» EXERCISE AIM: Repeat the whole of the data, keeping every detail the same.

» RAW RECORDS:
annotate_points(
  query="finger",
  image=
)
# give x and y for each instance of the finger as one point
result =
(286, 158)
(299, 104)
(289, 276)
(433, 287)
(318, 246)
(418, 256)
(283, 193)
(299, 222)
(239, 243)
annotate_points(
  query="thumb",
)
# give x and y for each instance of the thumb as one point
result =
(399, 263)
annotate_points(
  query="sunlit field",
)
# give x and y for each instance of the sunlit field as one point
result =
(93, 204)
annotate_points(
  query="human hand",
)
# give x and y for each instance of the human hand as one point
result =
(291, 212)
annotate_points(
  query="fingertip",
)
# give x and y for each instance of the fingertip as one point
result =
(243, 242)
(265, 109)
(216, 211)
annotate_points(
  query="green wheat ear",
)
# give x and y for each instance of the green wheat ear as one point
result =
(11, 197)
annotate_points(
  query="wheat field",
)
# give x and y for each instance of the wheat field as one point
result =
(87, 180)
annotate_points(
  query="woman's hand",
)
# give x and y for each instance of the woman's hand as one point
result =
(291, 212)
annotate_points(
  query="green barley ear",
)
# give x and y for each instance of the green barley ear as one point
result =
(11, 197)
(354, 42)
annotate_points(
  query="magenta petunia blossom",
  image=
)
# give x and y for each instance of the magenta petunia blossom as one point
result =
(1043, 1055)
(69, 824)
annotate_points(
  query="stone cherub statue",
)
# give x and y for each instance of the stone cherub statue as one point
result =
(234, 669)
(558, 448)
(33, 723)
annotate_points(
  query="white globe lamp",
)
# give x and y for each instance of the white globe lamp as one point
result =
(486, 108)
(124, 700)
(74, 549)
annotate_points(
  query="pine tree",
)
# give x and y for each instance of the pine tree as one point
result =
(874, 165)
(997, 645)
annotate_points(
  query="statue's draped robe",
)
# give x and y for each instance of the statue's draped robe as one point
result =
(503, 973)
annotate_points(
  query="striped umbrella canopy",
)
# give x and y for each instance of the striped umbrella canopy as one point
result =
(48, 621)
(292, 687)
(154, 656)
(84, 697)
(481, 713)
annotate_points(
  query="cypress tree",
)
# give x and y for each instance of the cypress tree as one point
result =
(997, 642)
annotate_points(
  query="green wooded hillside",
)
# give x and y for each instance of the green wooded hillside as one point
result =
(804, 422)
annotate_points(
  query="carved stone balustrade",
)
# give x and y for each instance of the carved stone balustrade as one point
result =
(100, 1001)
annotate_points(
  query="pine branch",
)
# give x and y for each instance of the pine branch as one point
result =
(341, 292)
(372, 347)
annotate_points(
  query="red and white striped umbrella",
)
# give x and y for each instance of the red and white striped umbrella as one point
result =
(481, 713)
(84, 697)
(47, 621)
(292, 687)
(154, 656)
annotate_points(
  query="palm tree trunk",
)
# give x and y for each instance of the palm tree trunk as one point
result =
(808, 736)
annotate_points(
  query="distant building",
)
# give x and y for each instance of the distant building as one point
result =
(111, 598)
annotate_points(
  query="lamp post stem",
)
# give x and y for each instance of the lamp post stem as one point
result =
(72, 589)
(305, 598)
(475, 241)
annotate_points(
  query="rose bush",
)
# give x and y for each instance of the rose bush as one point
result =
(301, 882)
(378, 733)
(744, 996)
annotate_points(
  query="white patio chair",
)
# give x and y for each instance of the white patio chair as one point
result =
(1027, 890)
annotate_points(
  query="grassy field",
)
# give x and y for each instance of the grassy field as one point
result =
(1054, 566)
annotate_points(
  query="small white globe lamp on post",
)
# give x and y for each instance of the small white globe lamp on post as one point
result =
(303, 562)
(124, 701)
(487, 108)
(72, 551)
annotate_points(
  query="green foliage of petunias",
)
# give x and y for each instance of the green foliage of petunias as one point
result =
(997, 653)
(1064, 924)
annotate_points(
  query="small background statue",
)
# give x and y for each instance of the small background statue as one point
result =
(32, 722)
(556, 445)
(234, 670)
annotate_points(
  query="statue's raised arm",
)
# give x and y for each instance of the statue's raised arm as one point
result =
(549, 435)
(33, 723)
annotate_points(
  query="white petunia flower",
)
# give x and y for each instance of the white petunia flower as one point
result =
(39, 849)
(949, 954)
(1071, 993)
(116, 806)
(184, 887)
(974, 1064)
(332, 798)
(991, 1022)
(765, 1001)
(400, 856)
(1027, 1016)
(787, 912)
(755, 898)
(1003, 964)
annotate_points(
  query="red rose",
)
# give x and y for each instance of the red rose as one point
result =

» EXPECTED OUTPUT:
annotate_points(
  query="finger",
  image=
)
# give x and y for each instance of the finger as one point
result =
(286, 158)
(299, 104)
(289, 276)
(433, 287)
(318, 246)
(418, 256)
(283, 193)
(299, 222)
(239, 243)
annotate_points(
  query="thumb",
)
# give x and y for each instance of the thumb as one point
result =
(399, 263)
annotate_points(
  query="sunlit field",
)
# give x and y for each instance of the sunlit field as one point
result =
(93, 204)
annotate_points(
  query="human hand",
)
# give x and y for each instance of the human hand as one point
result =
(291, 212)
annotate_points(
  query="fingertip",
)
# give x and y for each instance of the fingertip as one point
result =
(243, 242)
(265, 109)
(216, 211)
annotate_points(
  query="green wheat ear",
)
# give x and y for each instance of the green wheat ear as one point
result =
(11, 197)
annotate_points(
  query="wheat field",
)
# give x and y for each instance of the wheat field as one point
result =
(87, 180)
annotate_points(
  query="woman's hand",
)
# give x and y for each instance of the woman's hand as one point
result =
(291, 212)
annotate_points(
  query="green barley ear",
)
# give x and y for each instance of the green barley ear as one point
result =
(11, 197)
(354, 42)
annotate_points(
  query="magenta petunia blossom",
  image=
)
# give x and y for each instance of the magenta petunia blossom as one point
result =
(1043, 1055)
(69, 824)
annotate_points(
  query="stone cherub statue",
)
# give x and y for each instance of the stone cherub statue as one point
result =
(234, 669)
(558, 448)
(33, 723)
annotate_points(
  query="white globe lamp",
)
# give x and y for each instance of the white globe lamp as one point
result =
(486, 108)
(124, 700)
(74, 549)
annotate_points(
  query="pine tree",
)
# give x and y for each instance of the pine tree as one point
result =
(874, 165)
(997, 645)
annotate_points(
  query="statue's draped robe",
)
# give x and y for each instance of the statue's draped robe as one point
result =
(503, 973)
annotate_points(
  query="striped umbrella canopy",
)
# give x and y for each instance of the striped umbrella canopy as one point
result =
(48, 621)
(292, 687)
(154, 656)
(84, 697)
(481, 713)
annotate_points(
  query="cypress tree",
)
# give x and y for each instance of the cypress tree as one point
result =
(997, 642)
annotate_points(
  query="green wooded hillside",
)
# give x and y for each instance of the green wooded hillside as one point
result =
(804, 422)
annotate_points(
  query="carved stone balustrade",
)
# give x and y for each instance of the carved stone balustrade as one point
result =
(100, 1001)
annotate_points(
  query="pine branch",
)
# give x and y for each instance of the pine branch as one point
result =
(341, 292)
(372, 347)
annotate_points(
  query="red and white striped umbrella",
)
# give x and y for each instance of the red and white striped umbrella as one point
result =
(481, 713)
(84, 697)
(47, 621)
(292, 687)
(154, 656)
annotate_points(
  query="palm tree trunk",
)
# give x and y for each instance of the palm tree trunk as one point
result =
(808, 736)
annotate_points(
  query="distant building",
)
# give x and y for each instance of the distant building as one point
result =
(111, 598)
annotate_points(
  query="lamp post stem",
)
# give x and y for each instance of the lamp post stem as one point
result =
(72, 589)
(305, 598)
(475, 241)
annotate_points(
  query="rose bush",
)
# give x and y for each instance of the rose bush as one point
result =
(301, 882)
(378, 733)
(744, 996)
annotate_points(
  query="white patio chair",
)
# give x and y for each instance of the white patio chair as one point
result =
(1027, 890)
annotate_points(
  query="grassy field",
)
# give x and y for each instance of the grassy field as one point
result =
(1054, 566)
annotate_points(
  query="small white globe lamp on post",
)
# give x and y for each instance of the small white globe lamp on post as one point
result =
(303, 562)
(124, 701)
(487, 108)
(72, 551)
annotate_points(
  query="green foliage of petunias",
)
# give x and y for each instance of the green foliage of petunias as one point
result =
(997, 653)
(1064, 924)
annotate_points(
  query="small background statue",
)
# give x and y for each instance of the small background statue as one point
result =
(32, 722)
(556, 445)
(234, 670)
annotate_points(
  query="statue's raised arm",
)
# give x and y for each instance of the statue's raised arm as one point
result =
(549, 435)
(33, 723)
annotate_points(
  query="white petunia flower",
)
# give x and y for each instance of the white petunia flower as one point
result =
(39, 849)
(949, 954)
(1071, 993)
(116, 806)
(184, 887)
(974, 1064)
(332, 798)
(991, 1022)
(765, 1001)
(400, 856)
(1027, 1016)
(787, 912)
(755, 898)
(1003, 964)
annotate_points(
  query="red rose",
)
# give x and y for each instance of the red rose as one point
result =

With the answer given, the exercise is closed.